§ **Source extract**

I will make a point of it to hike solo much more often, as the last two solo excursions (both urban and mountain) have been very rewarding and have provided a different way of thinking, outside the normal routine of reading and writing. Every so often, I will hike with the new crew here, but I find coordinating shit with other people beyond the scope of Street Commanding. And I find myself fully embracing the idea of solitude much more. Also, I find myself trying a bit more to read and teach myself Korean as a tool to keep my mind sharp and, in effect more fully embrace the cultural experience.
June 11, 2007
A perfect place to get away from the grind of the city: Muuido. Janine and I took a bus from Hwajeong (one can take a bus from pretty much anywhere in town) to Incheon International Airport, we transferred to the 222 between departure exits 5 and 6 and took a 10 minute bus ride to the ferry terminal. We paid for a round trip ticket at the office (W2,000) and boarded for a 10 minute boat ride. (If you’ve ever seen Hitchcock’s The Birds and have a resulting fear of them, do not sit out on the deck; the seagulls, the vermin of the sky, are fed by the locals and swarm impetuously to get some snacks.) Once on Muuido, we found the island bus that took us on a 15 minute ride to the other side of the island at Hanagae Beach. Once there, we came upon the small beach huts, rented one for W30,000 and settled in for a long day of sun and just plain old relaxation.

§ **Rows**

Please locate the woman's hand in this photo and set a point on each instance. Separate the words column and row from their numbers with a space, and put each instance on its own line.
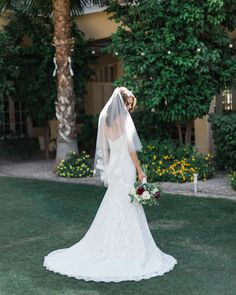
column 141, row 175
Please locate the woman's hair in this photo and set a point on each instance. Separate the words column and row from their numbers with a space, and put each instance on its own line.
column 125, row 93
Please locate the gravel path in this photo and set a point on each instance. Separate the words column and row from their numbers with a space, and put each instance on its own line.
column 217, row 187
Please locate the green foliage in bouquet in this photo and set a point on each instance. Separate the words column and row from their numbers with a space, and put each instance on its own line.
column 75, row 166
column 233, row 180
column 165, row 161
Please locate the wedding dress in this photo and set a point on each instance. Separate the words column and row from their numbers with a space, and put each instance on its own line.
column 118, row 246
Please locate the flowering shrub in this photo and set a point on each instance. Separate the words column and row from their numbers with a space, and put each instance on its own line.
column 75, row 166
column 165, row 161
column 232, row 177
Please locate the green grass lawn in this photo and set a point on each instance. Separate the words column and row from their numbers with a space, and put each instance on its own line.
column 37, row 217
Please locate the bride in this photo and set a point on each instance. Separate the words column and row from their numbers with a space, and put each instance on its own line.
column 118, row 246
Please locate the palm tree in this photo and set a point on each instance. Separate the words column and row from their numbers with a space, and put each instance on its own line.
column 61, row 11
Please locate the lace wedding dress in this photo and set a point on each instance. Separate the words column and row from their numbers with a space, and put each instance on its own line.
column 118, row 245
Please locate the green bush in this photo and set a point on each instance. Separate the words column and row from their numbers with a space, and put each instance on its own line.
column 224, row 135
column 165, row 161
column 75, row 166
column 232, row 177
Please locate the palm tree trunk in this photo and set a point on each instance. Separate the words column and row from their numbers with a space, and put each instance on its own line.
column 65, row 105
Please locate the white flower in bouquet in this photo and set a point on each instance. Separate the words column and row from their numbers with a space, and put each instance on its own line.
column 133, row 191
column 146, row 195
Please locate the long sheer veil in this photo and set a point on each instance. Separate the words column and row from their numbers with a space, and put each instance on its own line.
column 114, row 122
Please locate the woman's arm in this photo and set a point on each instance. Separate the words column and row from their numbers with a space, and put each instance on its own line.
column 134, row 157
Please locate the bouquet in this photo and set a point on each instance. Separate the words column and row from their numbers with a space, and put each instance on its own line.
column 145, row 193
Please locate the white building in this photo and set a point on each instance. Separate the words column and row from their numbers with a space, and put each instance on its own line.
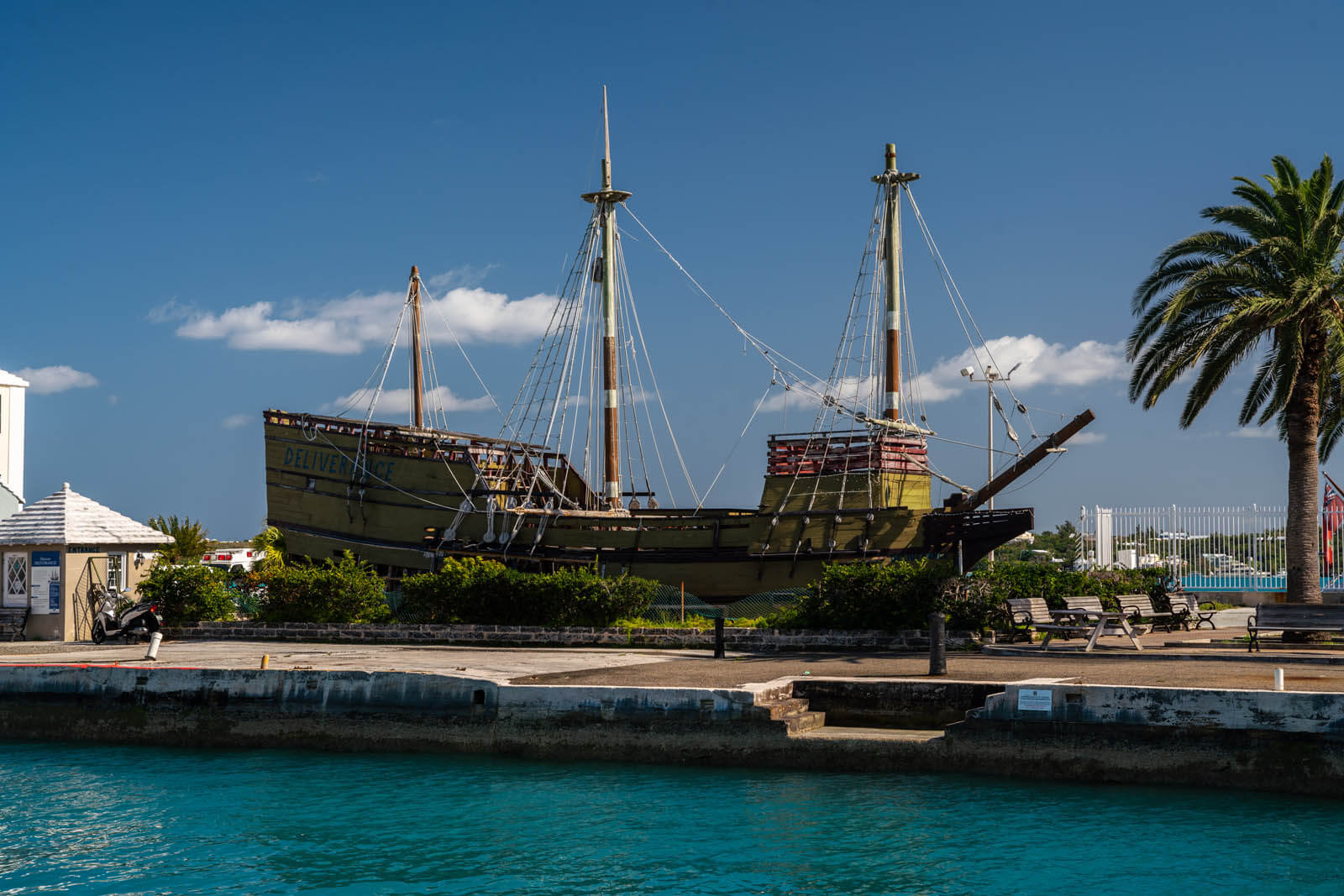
column 11, row 443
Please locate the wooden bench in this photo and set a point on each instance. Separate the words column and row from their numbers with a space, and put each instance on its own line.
column 1140, row 606
column 13, row 622
column 1028, row 614
column 1085, row 602
column 1294, row 617
column 1186, row 610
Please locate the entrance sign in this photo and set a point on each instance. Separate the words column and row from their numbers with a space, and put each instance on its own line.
column 45, row 582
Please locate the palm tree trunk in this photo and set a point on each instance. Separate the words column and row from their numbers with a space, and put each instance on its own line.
column 1303, row 417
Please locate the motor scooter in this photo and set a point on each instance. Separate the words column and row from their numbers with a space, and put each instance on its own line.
column 118, row 616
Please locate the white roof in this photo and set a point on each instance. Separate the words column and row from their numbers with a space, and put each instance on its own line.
column 69, row 517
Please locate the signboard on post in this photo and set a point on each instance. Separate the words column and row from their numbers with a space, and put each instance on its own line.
column 1034, row 700
column 45, row 582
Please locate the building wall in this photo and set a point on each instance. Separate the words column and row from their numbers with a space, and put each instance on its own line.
column 81, row 569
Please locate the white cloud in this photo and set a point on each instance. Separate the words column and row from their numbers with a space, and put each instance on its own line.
column 45, row 380
column 349, row 325
column 1042, row 364
column 1086, row 438
column 400, row 402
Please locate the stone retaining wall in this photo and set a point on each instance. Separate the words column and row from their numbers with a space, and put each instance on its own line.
column 486, row 636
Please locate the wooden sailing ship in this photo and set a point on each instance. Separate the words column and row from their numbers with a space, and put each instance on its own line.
column 405, row 496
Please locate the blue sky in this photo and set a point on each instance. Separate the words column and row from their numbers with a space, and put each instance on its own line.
column 207, row 207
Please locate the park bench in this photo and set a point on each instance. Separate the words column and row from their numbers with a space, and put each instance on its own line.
column 13, row 622
column 1294, row 617
column 1085, row 602
column 1140, row 606
column 1027, row 614
column 1186, row 609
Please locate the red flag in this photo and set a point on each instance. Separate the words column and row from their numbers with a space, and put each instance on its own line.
column 1332, row 515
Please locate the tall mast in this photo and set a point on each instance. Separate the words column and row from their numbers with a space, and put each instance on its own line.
column 891, row 181
column 417, row 380
column 606, row 202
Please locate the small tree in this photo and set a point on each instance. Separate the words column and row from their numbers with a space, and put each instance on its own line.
column 270, row 542
column 344, row 591
column 190, row 540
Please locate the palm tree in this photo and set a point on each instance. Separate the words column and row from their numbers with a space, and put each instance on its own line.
column 1270, row 288
column 190, row 543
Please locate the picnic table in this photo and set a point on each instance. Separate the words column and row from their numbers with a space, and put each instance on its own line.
column 1092, row 622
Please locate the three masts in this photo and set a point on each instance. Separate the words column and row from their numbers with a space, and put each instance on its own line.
column 858, row 490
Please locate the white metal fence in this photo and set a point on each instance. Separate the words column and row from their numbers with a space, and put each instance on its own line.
column 1211, row 548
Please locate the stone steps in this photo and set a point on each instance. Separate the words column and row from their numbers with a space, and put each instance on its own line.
column 793, row 712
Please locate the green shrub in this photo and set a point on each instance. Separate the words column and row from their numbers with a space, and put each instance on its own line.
column 873, row 595
column 187, row 593
column 902, row 594
column 1042, row 580
column 335, row 591
column 484, row 591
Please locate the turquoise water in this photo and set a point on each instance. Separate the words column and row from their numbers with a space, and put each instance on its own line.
column 112, row 820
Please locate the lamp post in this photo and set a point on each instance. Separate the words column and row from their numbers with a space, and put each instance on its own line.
column 990, row 378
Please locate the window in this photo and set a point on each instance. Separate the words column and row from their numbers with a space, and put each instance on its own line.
column 17, row 579
column 116, row 571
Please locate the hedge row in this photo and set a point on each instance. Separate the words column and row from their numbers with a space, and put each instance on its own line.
column 902, row 594
column 886, row 597
column 472, row 590
column 335, row 591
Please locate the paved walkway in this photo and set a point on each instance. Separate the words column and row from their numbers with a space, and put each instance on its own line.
column 1176, row 658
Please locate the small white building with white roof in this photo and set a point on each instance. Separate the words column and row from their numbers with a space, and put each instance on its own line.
column 13, row 410
column 62, row 548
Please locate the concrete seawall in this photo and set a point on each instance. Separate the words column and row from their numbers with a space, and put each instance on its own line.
column 496, row 636
column 1263, row 741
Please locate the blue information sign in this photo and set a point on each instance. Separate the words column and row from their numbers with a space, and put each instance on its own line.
column 46, row 580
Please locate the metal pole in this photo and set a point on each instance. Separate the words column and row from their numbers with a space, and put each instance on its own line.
column 417, row 379
column 937, row 647
column 611, row 425
column 606, row 201
column 891, row 179
column 990, row 506
column 893, row 246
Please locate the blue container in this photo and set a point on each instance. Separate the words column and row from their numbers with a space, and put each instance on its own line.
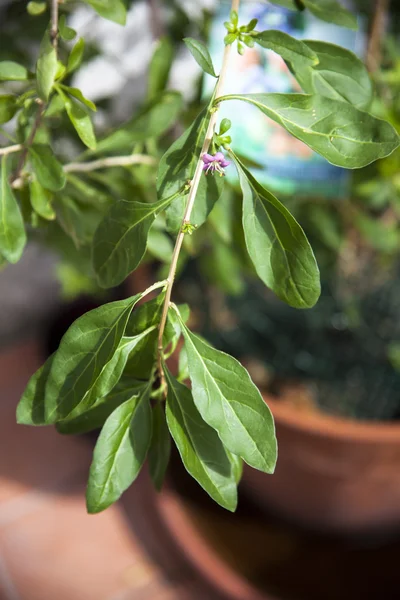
column 288, row 165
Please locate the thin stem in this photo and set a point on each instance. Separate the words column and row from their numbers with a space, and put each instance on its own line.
column 10, row 149
column 374, row 49
column 54, row 24
column 156, row 23
column 29, row 141
column 111, row 161
column 189, row 205
column 41, row 104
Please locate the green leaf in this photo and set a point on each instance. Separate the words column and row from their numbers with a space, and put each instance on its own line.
column 111, row 373
column 159, row 68
column 46, row 67
column 31, row 407
column 151, row 122
column 82, row 123
column 331, row 11
column 201, row 55
column 290, row 49
column 67, row 33
column 41, row 201
column 85, row 349
column 8, row 107
column 160, row 447
column 95, row 417
column 48, row 170
column 78, row 95
column 120, row 452
column 339, row 75
column 78, row 221
column 140, row 364
column 237, row 466
column 120, row 240
column 36, row 8
column 12, row 71
column 222, row 267
column 113, row 10
column 76, row 55
column 177, row 167
column 12, row 230
column 160, row 245
column 228, row 401
column 277, row 245
column 199, row 446
column 344, row 135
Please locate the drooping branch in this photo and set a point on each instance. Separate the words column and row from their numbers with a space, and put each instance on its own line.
column 190, row 203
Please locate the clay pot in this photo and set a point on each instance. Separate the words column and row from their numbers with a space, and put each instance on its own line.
column 333, row 474
column 173, row 539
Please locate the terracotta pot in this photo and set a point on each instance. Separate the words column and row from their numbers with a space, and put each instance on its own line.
column 333, row 475
column 170, row 535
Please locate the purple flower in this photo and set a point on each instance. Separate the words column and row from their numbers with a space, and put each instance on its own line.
column 215, row 163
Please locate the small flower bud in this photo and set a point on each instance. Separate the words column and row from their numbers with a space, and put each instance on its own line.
column 247, row 39
column 230, row 27
column 234, row 17
column 230, row 38
column 224, row 126
column 241, row 49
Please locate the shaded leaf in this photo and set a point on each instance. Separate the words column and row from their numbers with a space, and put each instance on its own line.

§ **Exercise aim**
Copy out the travel journal entry about solo hiking and the day trip to Muuido word for word, from its first sentence to its last.

§ **The response**
I will make a point of it to hike solo much more often, as the last two solo excursions (both urban and mountain) have been very rewarding and have provided a different way of thinking, outside the normal routine of reading and writing. Every so often, I will hike with the new crew here, but I find coordinating shit with other people beyond the scope of Street Commanding. And I find myself fully embracing the idea of solitude much more. Also, I find myself trying a bit more to read and teach myself Korean as a tool to keep my mind sharp and, in effect more fully embrace the cultural experience.
June 11, 2007
A perfect place to get away from the grind of the city: Muuido. Janine and I took a bus from Hwajeong (one can take a bus from pretty much anywhere in town) to Incheon International Airport, we transferred to the 222 between departure exits 5 and 6 and took a 10 minute bus ride to the ferry terminal. We paid for a round trip ticket at the office (W2,000) and boarded for a 10 minute boat ride. (If you’ve ever seen Hitchcock’s The Birds and have a resulting fear of them, do not sit out on the deck; the seagulls, the vermin of the sky, are fed by the locals and swarm impetuously to get some snacks.) Once on Muuido, we found the island bus that took us on a 15 minute ride to the other side of the island at Hanagae Beach. Once there, we came upon the small beach huts, rented one for W30,000 and settled in for a long day of sun and just plain old relaxation.